Sixteen PoptrARF gene pairs (82% of total) are estimated to be represented in chromosomal segmental duplications arising out of the salicoid whole genome duplication event. Two genes, PoptrARF16.4 and PoptrARF16.5, (5% of total) are represented as one tandem duplication pair. The Arabidopsis genome contains a group of seven tandemly duplicated ARF genes that thus far have not been observed in other plant species including Populus and rice.

Comparative analysis of Populus and Arabidopsis ARFgene families

Phylogenetic analysis using known and predicted Populus, Arabidopsis and rice ARF protein sequences shows distinct gene family histories even between the two dicots (Figure 5). The ratio of activator ARFs (defined by the Q-rich middle region) in Arabidopsis and Populus is 1:2.6 whereas the ratio of repressor and other ARFs is 1:1.4, indicating a two-fold enrichment of activator ARFs during Populus evolution.

Figure 5
figure 5

Phylogenetic analysis of predicted full-length ARF protein sequences using Neighbor-Joining method. Amino acids sequences of full-length predicted proteins were aligned using MUSCLE program. Tree was produced as described in methods. Bootstrap support is indicated at each node. Green and orange boxes represent sustained expansion of subgroups in Populus and Arabidopsis, respectively. Grey box represents the Q-rich activator ARF subgroup.

A pair of Populus genes, PoptrARF7.3 and PoptrARF 7.4, was found to group closely with three OsARF genes but had no obvious Arabidopsis orthologs. The loss-of-function ARF7 mutant displays altered leaf expansion, lateral root formation [30] and hypocotyl phototropism [31] in Arabidopsis. PoptrARF7.3 has EST support from a tension wood library (See Additional file 6), and microarray data indicated that PoptrARF7.3 has higher expression in xylem tissue (See Additional files 7, 8 and 9). It is possible that analogous to AtARF7's role in auxin dependent differential growth in aerial plant form [31], PoptrARF7.3 may be involved in differential growth in woody stems in response to tension stress.

At least three different singleton ArabidopsisARF genes (AtARF2, 6 and 16) were found to cluster with four or more Populus genes each. PoptrARF6.4 and PoptrARF6.5 are likely co-orthologs of an ancestral gene lost in Arabidopsis. AtARF 6 and its Populus co-orthologs have Q-rich middle regions. Potato ARF6, which is similar to AtARF6, is reported to be involved in meristem activation [32]. Sprouting buds, apical meristem and leaf tips were reported to have the highest ARF6 transcript levels. While PoptrARF6.1 has EST support from cambial zone and tension wood tissue libraries, PoptrARF6.4, has expression support from a dormant bud library and PoptrARF6.2 has EST support from floral bud libraries. Furthermore, our microarray experiments indicated that the five members of the PoptrARF6 subgroup showed differential patterns of expression. PoptrARF6.1 and 6.4 were expressed at low levels, with peaks in mature leaves and phloem-cortex samples. In contrast, PoptrARF6.2 and 6.3 were strongly expressed across most tissue types, with particularly strong expression in xylem, phloem, and vegetative and reproductive meristems. Finally, PoptrARF6.5 was not significantly expressed in any of the tissues tested (See Additional files 7 and 8). Interestingly, AtARF6 and 8 (double mutant) are associated with floral development in Arabidopsis [33]. They also display reduced stature, possibly due to reduced apical meristem activity. Though further experimental validation is required, preliminary information suggests that this subgroup has functional roles in controlling meristematic activity in distinct tissues and developmental stages.

■ SOURCE MATERIAL
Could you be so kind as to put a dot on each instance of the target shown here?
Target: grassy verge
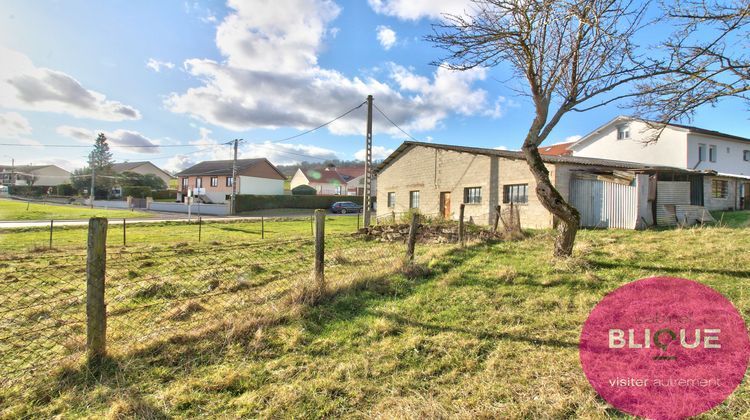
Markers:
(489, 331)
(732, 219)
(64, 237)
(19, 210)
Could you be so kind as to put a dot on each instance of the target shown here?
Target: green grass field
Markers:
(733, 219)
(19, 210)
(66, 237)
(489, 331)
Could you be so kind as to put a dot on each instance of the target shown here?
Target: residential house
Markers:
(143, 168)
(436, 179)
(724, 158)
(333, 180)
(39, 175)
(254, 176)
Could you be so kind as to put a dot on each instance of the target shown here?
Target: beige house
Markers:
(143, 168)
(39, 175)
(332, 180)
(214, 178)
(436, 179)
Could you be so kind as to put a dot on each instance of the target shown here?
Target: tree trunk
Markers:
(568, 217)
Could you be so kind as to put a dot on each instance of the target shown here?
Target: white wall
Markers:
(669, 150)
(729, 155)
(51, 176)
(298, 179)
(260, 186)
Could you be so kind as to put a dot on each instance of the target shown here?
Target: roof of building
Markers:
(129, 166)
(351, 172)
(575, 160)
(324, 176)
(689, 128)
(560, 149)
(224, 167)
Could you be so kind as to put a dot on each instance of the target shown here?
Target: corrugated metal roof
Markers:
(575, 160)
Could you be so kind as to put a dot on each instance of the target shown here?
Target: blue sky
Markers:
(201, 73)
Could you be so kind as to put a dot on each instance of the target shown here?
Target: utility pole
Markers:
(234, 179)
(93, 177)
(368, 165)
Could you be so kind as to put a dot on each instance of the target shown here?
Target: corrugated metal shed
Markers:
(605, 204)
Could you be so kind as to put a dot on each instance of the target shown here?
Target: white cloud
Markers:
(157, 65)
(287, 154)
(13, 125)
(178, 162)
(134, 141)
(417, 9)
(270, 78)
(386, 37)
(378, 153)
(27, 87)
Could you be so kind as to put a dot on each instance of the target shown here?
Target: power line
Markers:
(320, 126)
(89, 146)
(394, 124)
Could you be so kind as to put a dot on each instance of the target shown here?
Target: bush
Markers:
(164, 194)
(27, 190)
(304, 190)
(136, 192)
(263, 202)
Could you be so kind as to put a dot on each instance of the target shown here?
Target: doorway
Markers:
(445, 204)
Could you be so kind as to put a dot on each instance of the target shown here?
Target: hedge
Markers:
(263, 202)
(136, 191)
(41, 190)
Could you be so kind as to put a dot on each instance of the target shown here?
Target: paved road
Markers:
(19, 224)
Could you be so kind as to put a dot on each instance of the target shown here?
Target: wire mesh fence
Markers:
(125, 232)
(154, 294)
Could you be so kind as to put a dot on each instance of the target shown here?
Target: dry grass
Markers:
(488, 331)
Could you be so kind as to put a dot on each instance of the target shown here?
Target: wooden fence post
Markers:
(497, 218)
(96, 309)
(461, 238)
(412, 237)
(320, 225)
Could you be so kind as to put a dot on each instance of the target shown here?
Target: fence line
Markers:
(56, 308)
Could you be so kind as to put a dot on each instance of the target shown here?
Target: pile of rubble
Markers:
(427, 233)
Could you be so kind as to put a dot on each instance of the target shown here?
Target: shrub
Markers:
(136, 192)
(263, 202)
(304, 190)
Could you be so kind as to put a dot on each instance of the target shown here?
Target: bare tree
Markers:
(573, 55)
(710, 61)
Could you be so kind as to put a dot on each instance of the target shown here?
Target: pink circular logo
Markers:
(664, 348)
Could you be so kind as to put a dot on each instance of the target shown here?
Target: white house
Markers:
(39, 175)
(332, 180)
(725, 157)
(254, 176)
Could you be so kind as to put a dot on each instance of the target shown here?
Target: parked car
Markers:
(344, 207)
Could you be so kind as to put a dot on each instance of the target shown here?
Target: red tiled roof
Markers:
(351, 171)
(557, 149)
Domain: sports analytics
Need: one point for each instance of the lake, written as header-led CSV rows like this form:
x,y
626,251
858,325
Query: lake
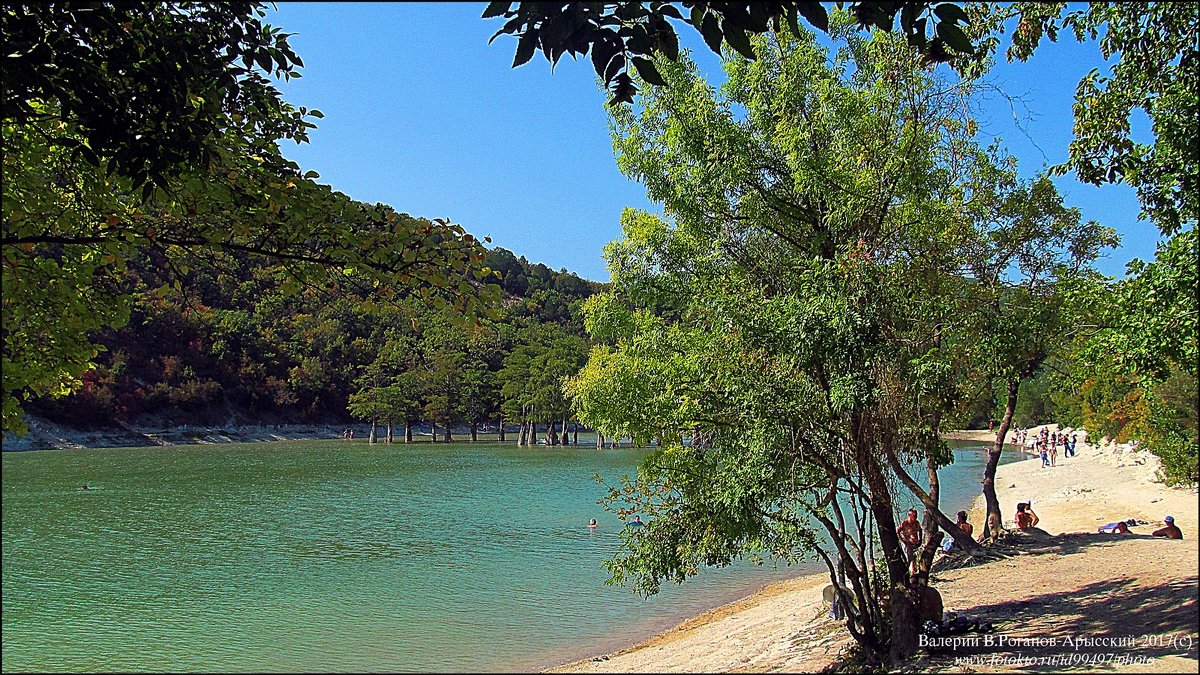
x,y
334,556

--

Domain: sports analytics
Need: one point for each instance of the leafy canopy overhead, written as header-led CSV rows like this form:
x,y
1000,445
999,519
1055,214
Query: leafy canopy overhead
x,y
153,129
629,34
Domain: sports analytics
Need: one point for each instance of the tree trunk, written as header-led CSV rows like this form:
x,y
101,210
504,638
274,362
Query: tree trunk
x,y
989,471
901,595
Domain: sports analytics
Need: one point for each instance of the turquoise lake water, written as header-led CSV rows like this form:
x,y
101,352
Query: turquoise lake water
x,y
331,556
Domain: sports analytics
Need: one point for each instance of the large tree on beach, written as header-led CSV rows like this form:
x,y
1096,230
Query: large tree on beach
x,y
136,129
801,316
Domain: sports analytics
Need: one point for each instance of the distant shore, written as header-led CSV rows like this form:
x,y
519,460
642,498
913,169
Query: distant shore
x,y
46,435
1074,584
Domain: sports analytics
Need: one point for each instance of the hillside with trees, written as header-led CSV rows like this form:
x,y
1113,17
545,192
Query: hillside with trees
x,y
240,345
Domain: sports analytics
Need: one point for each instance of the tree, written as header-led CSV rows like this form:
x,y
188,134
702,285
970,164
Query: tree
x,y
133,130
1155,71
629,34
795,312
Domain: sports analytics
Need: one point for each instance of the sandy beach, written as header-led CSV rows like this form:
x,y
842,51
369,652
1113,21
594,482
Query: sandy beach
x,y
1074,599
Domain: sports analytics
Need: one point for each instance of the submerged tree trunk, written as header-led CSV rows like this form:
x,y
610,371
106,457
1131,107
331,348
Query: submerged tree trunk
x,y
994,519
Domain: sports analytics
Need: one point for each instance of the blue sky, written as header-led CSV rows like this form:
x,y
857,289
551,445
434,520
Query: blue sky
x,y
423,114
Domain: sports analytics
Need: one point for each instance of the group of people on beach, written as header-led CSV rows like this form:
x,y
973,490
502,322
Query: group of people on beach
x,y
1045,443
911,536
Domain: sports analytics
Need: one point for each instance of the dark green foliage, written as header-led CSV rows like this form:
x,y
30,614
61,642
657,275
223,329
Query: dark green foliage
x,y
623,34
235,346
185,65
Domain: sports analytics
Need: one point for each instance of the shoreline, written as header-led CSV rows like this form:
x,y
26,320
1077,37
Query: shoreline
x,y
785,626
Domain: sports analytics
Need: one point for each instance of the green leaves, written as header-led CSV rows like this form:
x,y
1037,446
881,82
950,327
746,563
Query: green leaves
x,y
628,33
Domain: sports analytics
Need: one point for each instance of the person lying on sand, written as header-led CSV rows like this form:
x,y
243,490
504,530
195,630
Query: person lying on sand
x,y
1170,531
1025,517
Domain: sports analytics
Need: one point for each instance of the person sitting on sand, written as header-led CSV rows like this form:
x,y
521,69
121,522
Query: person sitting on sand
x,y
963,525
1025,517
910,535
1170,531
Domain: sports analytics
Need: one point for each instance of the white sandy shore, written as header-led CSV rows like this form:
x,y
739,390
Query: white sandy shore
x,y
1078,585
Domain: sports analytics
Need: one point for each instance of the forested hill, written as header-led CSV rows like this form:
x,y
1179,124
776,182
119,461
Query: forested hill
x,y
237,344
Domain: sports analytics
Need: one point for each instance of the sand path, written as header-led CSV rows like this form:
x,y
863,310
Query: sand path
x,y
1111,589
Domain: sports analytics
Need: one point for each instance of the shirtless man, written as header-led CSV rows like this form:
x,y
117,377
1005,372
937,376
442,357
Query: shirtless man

■ DIRECTIONS FOR THIS TASK
Repeat, word for word, the stretch of the ARF gene text from "Phylogenetic analysis of" through "activator ARF subgroup.".

■ TASK RESULT
Phylogenetic analysis of predicted full-length ARF protein sequences using Neighbor-Joining method. Amino acids sequences of full-length predicted proteins were aligned using MUSCLE program. Tree was produced as described in methods. Bootstrap support is indicated at each node. Green and orange boxes represent sustained expansion of subgroups in Populus and Arabidopsis, respectively. Grey box represents the Q-rich activator ARF subgroup.